→ **TASK TO CARRY OUT**: Pull out every line in the rows below that contains the string "circular". Match letter case exactly.

→ **RECORD SET**:
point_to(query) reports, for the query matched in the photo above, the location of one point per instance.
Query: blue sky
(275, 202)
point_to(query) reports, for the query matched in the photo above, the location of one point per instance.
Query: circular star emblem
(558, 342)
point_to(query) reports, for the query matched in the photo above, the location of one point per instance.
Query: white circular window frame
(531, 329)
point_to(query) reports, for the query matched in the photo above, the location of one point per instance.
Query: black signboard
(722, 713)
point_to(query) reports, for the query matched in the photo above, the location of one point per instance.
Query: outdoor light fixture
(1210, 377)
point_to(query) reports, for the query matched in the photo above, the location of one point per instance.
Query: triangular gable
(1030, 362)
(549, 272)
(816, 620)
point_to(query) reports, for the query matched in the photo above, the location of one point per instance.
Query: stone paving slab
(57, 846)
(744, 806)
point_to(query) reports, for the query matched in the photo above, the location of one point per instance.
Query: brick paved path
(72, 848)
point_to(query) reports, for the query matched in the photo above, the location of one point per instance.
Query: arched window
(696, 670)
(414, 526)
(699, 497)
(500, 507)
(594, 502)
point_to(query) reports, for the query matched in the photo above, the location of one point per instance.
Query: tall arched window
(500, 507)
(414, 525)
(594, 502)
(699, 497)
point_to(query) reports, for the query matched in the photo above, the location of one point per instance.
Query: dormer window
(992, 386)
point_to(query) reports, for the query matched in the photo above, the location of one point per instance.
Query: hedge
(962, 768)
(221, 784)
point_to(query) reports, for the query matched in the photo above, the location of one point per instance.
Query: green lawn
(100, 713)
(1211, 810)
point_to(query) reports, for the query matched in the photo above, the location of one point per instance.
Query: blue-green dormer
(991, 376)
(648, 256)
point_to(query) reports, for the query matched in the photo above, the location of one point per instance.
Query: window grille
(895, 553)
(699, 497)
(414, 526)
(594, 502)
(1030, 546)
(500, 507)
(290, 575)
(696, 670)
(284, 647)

→ **RESULT OF THIS EXERCISE**:
Query: circular star emblem
Query: white circular window frame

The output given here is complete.